--- start of Source records ---

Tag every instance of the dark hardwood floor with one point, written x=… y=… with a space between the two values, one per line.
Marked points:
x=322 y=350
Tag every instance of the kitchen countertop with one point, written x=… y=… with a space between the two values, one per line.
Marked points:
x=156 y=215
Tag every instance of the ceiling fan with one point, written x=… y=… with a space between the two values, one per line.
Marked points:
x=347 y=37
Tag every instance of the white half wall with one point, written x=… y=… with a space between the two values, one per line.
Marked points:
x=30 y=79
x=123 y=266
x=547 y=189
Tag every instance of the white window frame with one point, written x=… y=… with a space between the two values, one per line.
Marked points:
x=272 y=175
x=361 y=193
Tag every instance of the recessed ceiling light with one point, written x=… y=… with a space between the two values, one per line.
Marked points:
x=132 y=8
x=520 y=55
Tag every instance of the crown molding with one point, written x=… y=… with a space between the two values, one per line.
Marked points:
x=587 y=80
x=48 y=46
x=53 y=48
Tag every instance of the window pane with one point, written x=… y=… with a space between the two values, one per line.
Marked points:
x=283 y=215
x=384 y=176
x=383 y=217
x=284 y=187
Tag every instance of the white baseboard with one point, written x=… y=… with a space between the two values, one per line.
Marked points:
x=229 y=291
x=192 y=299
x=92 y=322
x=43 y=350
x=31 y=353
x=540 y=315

--- end of Source records ---
--- start of Source records ---

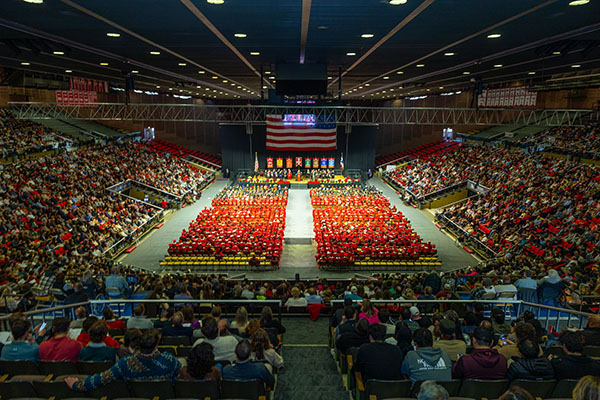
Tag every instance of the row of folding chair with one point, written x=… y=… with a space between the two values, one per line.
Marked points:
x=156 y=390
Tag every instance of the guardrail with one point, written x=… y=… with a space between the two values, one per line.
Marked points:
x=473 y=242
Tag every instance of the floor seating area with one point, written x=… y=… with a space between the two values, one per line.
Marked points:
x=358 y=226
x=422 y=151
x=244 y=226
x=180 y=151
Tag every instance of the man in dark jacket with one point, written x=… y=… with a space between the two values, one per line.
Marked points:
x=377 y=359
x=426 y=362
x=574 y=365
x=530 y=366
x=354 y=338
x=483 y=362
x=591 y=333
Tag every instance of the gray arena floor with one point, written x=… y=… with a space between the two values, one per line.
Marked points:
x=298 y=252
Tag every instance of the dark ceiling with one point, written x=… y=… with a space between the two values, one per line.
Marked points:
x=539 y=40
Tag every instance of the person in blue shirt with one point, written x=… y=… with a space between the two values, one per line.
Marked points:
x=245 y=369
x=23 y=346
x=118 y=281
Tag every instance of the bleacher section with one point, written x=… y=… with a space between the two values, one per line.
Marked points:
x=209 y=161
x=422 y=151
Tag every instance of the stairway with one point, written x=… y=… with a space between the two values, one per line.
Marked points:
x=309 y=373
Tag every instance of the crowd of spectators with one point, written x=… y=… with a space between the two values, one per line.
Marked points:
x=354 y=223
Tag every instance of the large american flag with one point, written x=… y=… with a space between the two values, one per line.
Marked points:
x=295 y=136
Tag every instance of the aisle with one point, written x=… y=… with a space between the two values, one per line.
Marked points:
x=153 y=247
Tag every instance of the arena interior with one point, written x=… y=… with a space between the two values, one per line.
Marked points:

--- end of Source records ---

=== Task directions ===
Return the lines of the material that run from the line containing "Tag every instance of the dark hardwood" through the line containing "x=156 y=215", both included, copied verbatim.

=== Answer ===
Tag every instance of the dark hardwood floor with one point, written x=… y=… with a space between the two values, one per line.
Marked points:
x=322 y=350
Tag every instance of the kitchen countertop with one point, written x=… y=… with a space between the two values, one per line.
Marked points:
x=156 y=215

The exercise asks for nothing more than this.